## Work to complete
From the first line to the last, write out the records exactly, leaving the pictures behind.

+ + + + +

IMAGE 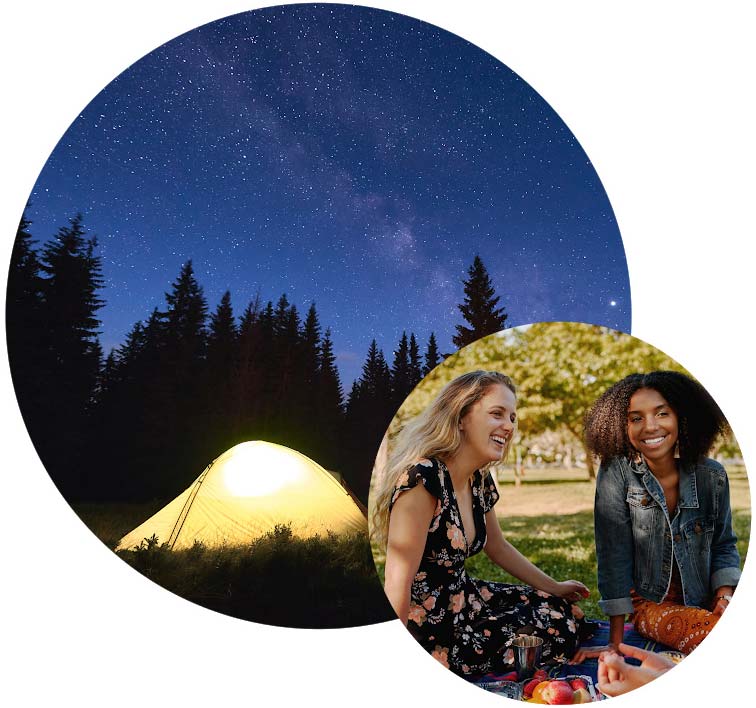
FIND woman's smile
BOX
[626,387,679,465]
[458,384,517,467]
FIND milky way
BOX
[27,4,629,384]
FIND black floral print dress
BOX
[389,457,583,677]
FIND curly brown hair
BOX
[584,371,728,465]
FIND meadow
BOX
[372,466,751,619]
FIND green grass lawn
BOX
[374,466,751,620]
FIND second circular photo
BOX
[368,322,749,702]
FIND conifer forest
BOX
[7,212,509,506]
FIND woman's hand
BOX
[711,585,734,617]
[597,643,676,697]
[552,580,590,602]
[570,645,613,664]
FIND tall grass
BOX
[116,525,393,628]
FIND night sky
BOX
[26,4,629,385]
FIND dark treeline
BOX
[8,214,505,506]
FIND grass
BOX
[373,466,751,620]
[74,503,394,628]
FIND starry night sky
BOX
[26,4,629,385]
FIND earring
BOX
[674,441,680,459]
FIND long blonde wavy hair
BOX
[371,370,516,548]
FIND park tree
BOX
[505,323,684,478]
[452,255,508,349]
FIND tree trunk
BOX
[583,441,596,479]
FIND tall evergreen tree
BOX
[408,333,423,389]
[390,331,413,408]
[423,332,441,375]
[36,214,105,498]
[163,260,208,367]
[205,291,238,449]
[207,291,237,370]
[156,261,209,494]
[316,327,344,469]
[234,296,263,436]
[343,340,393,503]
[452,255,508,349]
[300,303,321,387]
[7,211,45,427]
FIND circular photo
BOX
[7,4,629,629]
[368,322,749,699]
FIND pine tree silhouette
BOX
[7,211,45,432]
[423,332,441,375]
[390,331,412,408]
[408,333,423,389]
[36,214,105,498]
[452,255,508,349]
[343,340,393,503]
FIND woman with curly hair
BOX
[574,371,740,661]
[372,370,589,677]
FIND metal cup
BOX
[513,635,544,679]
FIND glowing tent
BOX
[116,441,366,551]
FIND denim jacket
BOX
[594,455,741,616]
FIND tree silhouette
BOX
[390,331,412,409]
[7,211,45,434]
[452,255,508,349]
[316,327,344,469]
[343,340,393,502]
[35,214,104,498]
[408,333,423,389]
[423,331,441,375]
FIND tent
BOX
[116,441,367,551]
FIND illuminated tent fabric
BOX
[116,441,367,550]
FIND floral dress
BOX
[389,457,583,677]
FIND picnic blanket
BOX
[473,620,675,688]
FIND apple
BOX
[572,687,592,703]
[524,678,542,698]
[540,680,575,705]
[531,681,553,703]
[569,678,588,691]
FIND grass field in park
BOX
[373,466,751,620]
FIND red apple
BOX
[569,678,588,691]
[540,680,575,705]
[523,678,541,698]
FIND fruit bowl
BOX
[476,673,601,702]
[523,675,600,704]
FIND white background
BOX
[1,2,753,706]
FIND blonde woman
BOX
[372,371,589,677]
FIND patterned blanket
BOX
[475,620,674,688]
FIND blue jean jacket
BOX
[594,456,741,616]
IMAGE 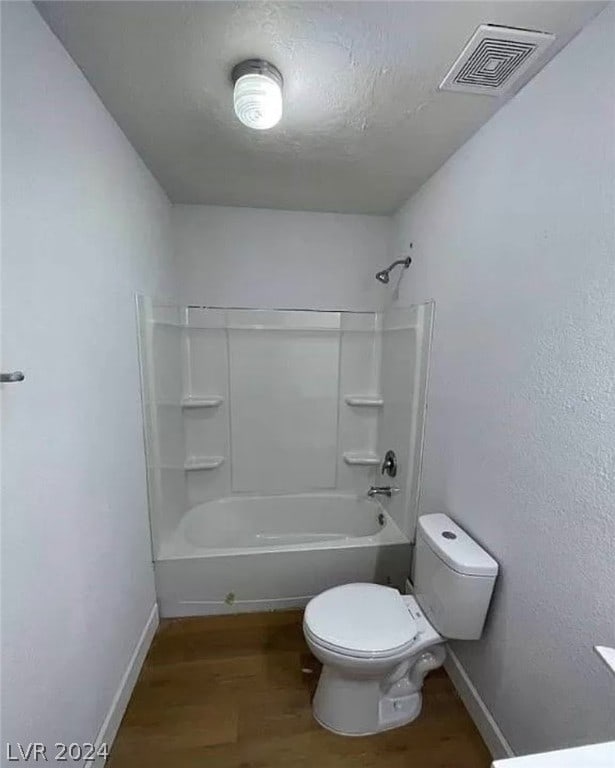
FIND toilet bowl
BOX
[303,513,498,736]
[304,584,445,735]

+ + + + +

## Exercise solution
IMAGE 
FIND woman's smile
BOX
[626,387,679,465]
[458,384,517,467]
FIND milky way
BOX
[27,4,629,384]
FIND black floral print dress
BOX
[389,457,583,677]
FIND curly brown hair
BOX
[584,371,728,465]
FIND meadow
BOX
[372,466,751,619]
FIND green grass lawn
BOX
[374,466,751,620]
FIND second circular photo
BOX
[368,322,749,702]
FIND conifer forest
BOX
[7,212,509,506]
FIND woman's hand
BOX
[711,585,734,617]
[597,643,676,697]
[552,580,590,602]
[570,645,613,664]
FIND tall grass
BOX
[116,525,393,628]
FIND night sky
BOX
[26,4,629,385]
FIND dark treeline
BOX
[8,214,505,506]
FIND grass
BOX
[373,466,751,620]
[74,503,394,628]
FIND starry night sky
BOX
[26,4,629,385]
FIND earring
BOX
[674,441,680,459]
FIND long blonde wavy hair
BOX
[371,370,516,548]
FIND park tree
BOX
[505,323,684,478]
[452,255,508,349]
FIND tree trunk
BOX
[583,441,596,479]
FIND tall evergreen tree
BOX
[408,333,423,389]
[390,331,413,408]
[423,332,441,375]
[36,214,105,498]
[163,260,208,367]
[205,291,238,449]
[207,291,237,370]
[156,261,209,494]
[316,327,344,469]
[234,296,263,436]
[343,340,393,503]
[452,255,508,349]
[300,303,321,387]
[7,211,45,427]
FIND circular photo
BOX
[7,4,629,629]
[368,322,749,699]
FIND pine tree silhouette
BOX
[7,211,45,432]
[423,332,441,375]
[390,331,412,408]
[408,333,423,389]
[36,214,105,498]
[452,255,508,349]
[343,340,393,503]
FIND woman with curly hair
BOX
[574,371,740,661]
[372,370,589,677]
FIND metal cup
BOX
[513,635,544,679]
FIND glowing tent
BOX
[116,441,366,551]
FIND denim jacket
BOX
[594,455,741,616]
FIND tree silhouette
BOX
[390,331,412,409]
[7,211,45,434]
[452,255,508,349]
[316,327,344,469]
[343,340,393,502]
[35,214,104,498]
[408,333,423,389]
[423,331,441,375]
FIND tent
BOX
[116,441,367,551]
FIND illuminated tent fabric
BOX
[116,441,367,550]
FIND floral dress
BOX
[389,457,583,677]
FIND picnic blanket
BOX
[473,620,675,688]
FIND apple
BOX
[572,687,592,703]
[524,678,542,698]
[540,680,575,705]
[531,681,553,703]
[569,678,588,691]
FIND grass field in park
BOX
[373,466,751,620]
FIND red apple
BOX
[569,678,588,691]
[540,680,575,705]
[523,678,541,698]
FIND fruit bowl
BOX
[476,673,601,702]
[523,675,600,704]
FIND white background
BOX
[1,2,753,706]
FIND blonde woman
BOX
[372,371,589,677]
FIND patterned blanket
BOX
[475,620,674,688]
FIND blue jean jacket
BOX
[594,456,741,616]
IMAGE 
FIND toilet bowl
BOX
[303,513,498,736]
[304,584,445,735]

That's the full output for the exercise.